◆ Aim of the task
Please set out all the rows below as a numbered list, leaving out any blank lines.

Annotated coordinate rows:
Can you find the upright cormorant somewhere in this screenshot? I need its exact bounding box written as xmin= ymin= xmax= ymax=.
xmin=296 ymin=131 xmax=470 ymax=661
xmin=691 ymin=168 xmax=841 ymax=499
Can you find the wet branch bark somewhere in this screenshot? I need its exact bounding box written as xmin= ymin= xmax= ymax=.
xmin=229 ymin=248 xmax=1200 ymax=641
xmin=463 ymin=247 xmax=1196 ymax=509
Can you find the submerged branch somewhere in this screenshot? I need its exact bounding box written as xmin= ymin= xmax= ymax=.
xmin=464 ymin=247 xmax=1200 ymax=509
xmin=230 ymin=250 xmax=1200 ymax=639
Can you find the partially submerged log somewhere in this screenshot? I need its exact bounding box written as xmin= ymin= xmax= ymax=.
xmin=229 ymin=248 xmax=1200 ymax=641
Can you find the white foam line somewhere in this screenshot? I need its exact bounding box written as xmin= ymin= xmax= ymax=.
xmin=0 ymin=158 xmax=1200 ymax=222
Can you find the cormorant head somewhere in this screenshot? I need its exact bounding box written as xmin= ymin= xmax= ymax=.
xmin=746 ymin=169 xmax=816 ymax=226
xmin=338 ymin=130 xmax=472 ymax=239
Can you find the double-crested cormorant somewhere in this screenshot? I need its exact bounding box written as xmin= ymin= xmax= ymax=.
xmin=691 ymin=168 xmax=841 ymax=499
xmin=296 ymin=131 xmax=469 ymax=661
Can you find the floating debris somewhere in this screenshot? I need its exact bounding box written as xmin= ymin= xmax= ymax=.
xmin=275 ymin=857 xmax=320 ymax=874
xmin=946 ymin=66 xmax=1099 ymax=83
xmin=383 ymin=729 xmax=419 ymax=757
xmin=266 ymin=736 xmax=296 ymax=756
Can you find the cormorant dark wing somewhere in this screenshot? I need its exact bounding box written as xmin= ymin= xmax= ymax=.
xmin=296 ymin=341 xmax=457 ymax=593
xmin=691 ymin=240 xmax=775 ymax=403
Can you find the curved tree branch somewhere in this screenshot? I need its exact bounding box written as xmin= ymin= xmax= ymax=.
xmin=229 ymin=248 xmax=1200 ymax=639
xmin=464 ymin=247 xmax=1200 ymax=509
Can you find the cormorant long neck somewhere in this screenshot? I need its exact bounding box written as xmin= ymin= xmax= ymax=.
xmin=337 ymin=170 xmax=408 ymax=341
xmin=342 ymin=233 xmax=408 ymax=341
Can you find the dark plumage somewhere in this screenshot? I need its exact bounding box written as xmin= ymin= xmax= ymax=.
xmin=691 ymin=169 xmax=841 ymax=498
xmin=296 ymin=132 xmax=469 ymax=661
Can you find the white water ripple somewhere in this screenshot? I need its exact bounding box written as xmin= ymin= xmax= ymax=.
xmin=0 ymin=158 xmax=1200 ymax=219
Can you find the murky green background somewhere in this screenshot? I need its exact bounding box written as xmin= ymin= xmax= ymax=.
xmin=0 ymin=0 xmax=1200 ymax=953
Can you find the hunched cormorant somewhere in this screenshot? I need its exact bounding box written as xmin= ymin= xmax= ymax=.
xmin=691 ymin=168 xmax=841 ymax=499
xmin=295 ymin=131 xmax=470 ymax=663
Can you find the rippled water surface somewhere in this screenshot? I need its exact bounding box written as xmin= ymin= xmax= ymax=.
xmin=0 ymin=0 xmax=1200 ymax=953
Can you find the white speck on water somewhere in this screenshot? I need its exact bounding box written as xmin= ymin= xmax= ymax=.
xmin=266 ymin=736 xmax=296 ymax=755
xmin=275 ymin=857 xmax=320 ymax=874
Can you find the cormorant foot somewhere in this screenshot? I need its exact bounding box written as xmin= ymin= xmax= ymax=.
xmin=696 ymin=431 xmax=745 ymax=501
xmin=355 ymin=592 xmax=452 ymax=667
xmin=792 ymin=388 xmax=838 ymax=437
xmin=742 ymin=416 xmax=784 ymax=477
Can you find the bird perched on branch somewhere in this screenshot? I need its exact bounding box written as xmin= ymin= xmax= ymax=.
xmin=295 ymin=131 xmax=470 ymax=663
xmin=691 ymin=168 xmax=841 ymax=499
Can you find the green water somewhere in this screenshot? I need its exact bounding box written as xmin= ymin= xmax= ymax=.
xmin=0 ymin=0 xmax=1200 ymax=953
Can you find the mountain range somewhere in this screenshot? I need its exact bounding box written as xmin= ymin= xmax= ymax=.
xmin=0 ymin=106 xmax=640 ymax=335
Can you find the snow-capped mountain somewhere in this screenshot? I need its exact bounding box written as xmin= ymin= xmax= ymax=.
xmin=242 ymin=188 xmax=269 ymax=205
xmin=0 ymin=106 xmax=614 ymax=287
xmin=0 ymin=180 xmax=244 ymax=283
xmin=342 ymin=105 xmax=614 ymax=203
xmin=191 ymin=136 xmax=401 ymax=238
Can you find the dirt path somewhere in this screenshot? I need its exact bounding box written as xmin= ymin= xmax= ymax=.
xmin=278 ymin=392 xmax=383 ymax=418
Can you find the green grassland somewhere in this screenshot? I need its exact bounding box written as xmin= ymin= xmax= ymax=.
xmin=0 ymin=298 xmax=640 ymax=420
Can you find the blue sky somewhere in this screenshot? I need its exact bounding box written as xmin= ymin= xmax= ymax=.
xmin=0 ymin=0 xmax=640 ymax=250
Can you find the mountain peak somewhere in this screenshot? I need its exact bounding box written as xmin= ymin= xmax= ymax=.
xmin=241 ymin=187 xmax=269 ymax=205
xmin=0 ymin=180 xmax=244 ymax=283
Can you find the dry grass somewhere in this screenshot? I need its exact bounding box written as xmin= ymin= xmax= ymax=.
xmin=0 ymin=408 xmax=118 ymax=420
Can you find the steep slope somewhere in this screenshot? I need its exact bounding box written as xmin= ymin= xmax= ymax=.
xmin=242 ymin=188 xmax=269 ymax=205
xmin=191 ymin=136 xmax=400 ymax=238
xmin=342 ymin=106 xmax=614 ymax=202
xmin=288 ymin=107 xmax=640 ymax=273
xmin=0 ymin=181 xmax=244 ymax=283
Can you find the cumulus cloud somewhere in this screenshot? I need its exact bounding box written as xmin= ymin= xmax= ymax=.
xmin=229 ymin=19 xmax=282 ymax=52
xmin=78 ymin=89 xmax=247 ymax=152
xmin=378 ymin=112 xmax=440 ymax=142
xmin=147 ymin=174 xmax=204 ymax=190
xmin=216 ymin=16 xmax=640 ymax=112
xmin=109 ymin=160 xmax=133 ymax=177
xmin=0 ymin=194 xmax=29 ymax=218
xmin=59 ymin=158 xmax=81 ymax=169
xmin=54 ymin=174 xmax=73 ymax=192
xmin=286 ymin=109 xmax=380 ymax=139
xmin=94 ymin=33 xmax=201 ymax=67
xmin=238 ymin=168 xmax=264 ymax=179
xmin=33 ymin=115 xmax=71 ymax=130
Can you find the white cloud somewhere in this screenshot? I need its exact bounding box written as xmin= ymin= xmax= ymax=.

◆ Expected output
1. Can you find the upright cormorant somewhere in this screenshot? I need its exact bounding box written as xmin= ymin= xmax= ymax=.
2. xmin=296 ymin=131 xmax=470 ymax=661
3. xmin=691 ymin=168 xmax=841 ymax=499
4. Can you find the wet branch bark somewhere in this screenshot? I need its exact bounding box written as xmin= ymin= xmax= ymax=.
5. xmin=229 ymin=248 xmax=1200 ymax=641
6. xmin=463 ymin=247 xmax=1196 ymax=509
7. Can you find the submerged branch somewhere in this screenshot? I need its exact bounding box written as xmin= ymin= xmax= ymax=.
8. xmin=464 ymin=247 xmax=1200 ymax=509
9. xmin=230 ymin=250 xmax=1200 ymax=639
10. Can you find the partially submerged log somewhere in this screenshot? I need its exact bounding box written as xmin= ymin= xmax= ymax=.
11. xmin=229 ymin=248 xmax=1200 ymax=641
12. Can you find the white foam line somewhere in this screenshot? I need its exact bounding box written as xmin= ymin= xmax= ymax=.
13. xmin=0 ymin=158 xmax=1200 ymax=222
14. Can you find the cormorant head somewhere in this screenshot? I need its exact bounding box written as xmin= ymin= xmax= ymax=.
15. xmin=746 ymin=169 xmax=816 ymax=226
16. xmin=338 ymin=130 xmax=472 ymax=239
17. Can you find the double-crested cormorant somewhere in this screenshot? I need its exact bounding box written as xmin= ymin= xmax= ymax=.
18. xmin=691 ymin=168 xmax=841 ymax=499
19. xmin=296 ymin=131 xmax=469 ymax=661
20. Can you find the floating debris somewhere in this screenshot? I need its exact bounding box written as xmin= ymin= xmax= ymax=.
21. xmin=275 ymin=857 xmax=320 ymax=874
22. xmin=946 ymin=66 xmax=1099 ymax=83
23. xmin=383 ymin=729 xmax=419 ymax=757
24. xmin=266 ymin=736 xmax=296 ymax=756
25. Can you find the cormorant dark wing somewhere in this screenshot? I need its exact bounding box written as xmin= ymin= xmax= ymax=.
26. xmin=296 ymin=341 xmax=457 ymax=593
27. xmin=691 ymin=240 xmax=775 ymax=403
28. Can you find the curved tree branch somewhere in this screenshot? I need its exact bounding box written as xmin= ymin= xmax= ymax=.
29. xmin=229 ymin=248 xmax=1200 ymax=639
30. xmin=464 ymin=247 xmax=1200 ymax=509
31. Can you find the cormorant long neck somewhere in this screenshot? I need its exact bounding box written as xmin= ymin= xmax= ymax=.
32. xmin=337 ymin=170 xmax=408 ymax=341
33. xmin=342 ymin=233 xmax=408 ymax=341
34. Can you find the dark plumage somewhere in this screenshot? I need its exact bounding box written as xmin= ymin= xmax= ymax=.
35. xmin=691 ymin=169 xmax=841 ymax=498
36. xmin=296 ymin=132 xmax=469 ymax=661
37. Can you find the white water ripple somewhere in this screenshot? I need its exact bounding box written as xmin= ymin= xmax= ymax=.
38. xmin=0 ymin=158 xmax=1200 ymax=219
39. Can you find the murky green background somewhere in this screenshot? I need its exact bounding box written as xmin= ymin= xmax= ymax=.
40. xmin=0 ymin=0 xmax=1200 ymax=953
41. Can you find the hunched cormorant somewhere in this screenshot? I need its exact bounding box written as xmin= ymin= xmax= ymax=.
42. xmin=691 ymin=168 xmax=841 ymax=499
43. xmin=295 ymin=131 xmax=470 ymax=663
44. Can you find the rippled water surface somewhere in this screenshot? I need its exact bounding box written as xmin= ymin= xmax= ymax=.
45. xmin=0 ymin=0 xmax=1200 ymax=953
46. Can you find the white speck on water somewhere in this screenshot? I need its exact bounding box written as xmin= ymin= xmax= ymax=.
47. xmin=266 ymin=736 xmax=296 ymax=755
48. xmin=275 ymin=857 xmax=320 ymax=874
49. Can you find the cormorant foot somewhere in this screenshot? I need its exact bounding box written as xmin= ymin= xmax= ymax=.
50. xmin=696 ymin=431 xmax=745 ymax=501
51. xmin=355 ymin=592 xmax=452 ymax=667
52. xmin=792 ymin=388 xmax=838 ymax=437
53. xmin=742 ymin=416 xmax=784 ymax=477
54. Can you find the bird perched on branch somewhere in this screenshot? I need its exact bounding box written as xmin= ymin= xmax= ymax=.
55. xmin=295 ymin=131 xmax=470 ymax=663
56. xmin=691 ymin=168 xmax=841 ymax=499
57. Can you find the green water somewhere in this screenshot? I need its exact bounding box written as xmin= ymin= xmax= ymax=.
58. xmin=0 ymin=0 xmax=1200 ymax=953
59. Can you find the mountain range somewhere in this screenshot? I need its exact bounding box written as xmin= ymin= xmax= ymax=.
60. xmin=0 ymin=106 xmax=640 ymax=335
61. Can you find the snow-capped mountain somewhere in this screenshot? I need its exact bounding box written as xmin= ymin= xmax= ymax=.
62. xmin=242 ymin=188 xmax=269 ymax=205
63. xmin=0 ymin=106 xmax=614 ymax=287
64. xmin=0 ymin=180 xmax=244 ymax=283
65. xmin=342 ymin=105 xmax=614 ymax=203
66. xmin=191 ymin=136 xmax=401 ymax=238
67. Can you find the dirt path somewhere in this screenshot? I need its exact bounding box written as xmin= ymin= xmax= ymax=.
68. xmin=278 ymin=392 xmax=383 ymax=418
69. Can you find the green grassland somewhere in this screenshot? I need its exact bounding box written as xmin= ymin= xmax= ymax=.
70. xmin=0 ymin=298 xmax=640 ymax=420
71. Can you find the blue sky somewhere in this screenshot? I need its exact bounding box written as xmin= ymin= xmax= ymax=.
72. xmin=0 ymin=0 xmax=640 ymax=250
73. Can you find the mountain peak somewhere in this screenshot? I need its exact bounding box written as xmin= ymin= xmax= ymax=.
74. xmin=241 ymin=187 xmax=269 ymax=205
75. xmin=0 ymin=180 xmax=244 ymax=283
76. Can you find the dry grass somewhere in this screenshot? I need its exact bounding box written as xmin= ymin= xmax= ymax=.
77. xmin=0 ymin=408 xmax=118 ymax=420
78. Can you find the steep slope somewhere in this screenshot? I need its exact bounding box written as xmin= ymin= xmax= ymax=.
79. xmin=242 ymin=188 xmax=269 ymax=205
80. xmin=191 ymin=136 xmax=400 ymax=238
81. xmin=342 ymin=106 xmax=614 ymax=202
82. xmin=288 ymin=107 xmax=640 ymax=273
83. xmin=0 ymin=181 xmax=244 ymax=283
84. Can you find the cumulus cloud somewhere in this screenshot? I need its exact bounding box written as xmin= ymin= xmax= ymax=.
85. xmin=229 ymin=19 xmax=282 ymax=52
86. xmin=78 ymin=89 xmax=247 ymax=152
87. xmin=378 ymin=112 xmax=440 ymax=142
88. xmin=147 ymin=174 xmax=204 ymax=190
89. xmin=216 ymin=16 xmax=640 ymax=112
90. xmin=109 ymin=160 xmax=133 ymax=177
91. xmin=0 ymin=194 xmax=29 ymax=218
92. xmin=59 ymin=158 xmax=81 ymax=169
93. xmin=54 ymin=174 xmax=73 ymax=192
94. xmin=286 ymin=109 xmax=380 ymax=139
95. xmin=94 ymin=33 xmax=201 ymax=67
96. xmin=238 ymin=168 xmax=264 ymax=179
97. xmin=33 ymin=115 xmax=71 ymax=130
98. Can you find the white cloud somewhere in this screenshot? I need its exact bounding box written as xmin= ymin= xmax= ymax=.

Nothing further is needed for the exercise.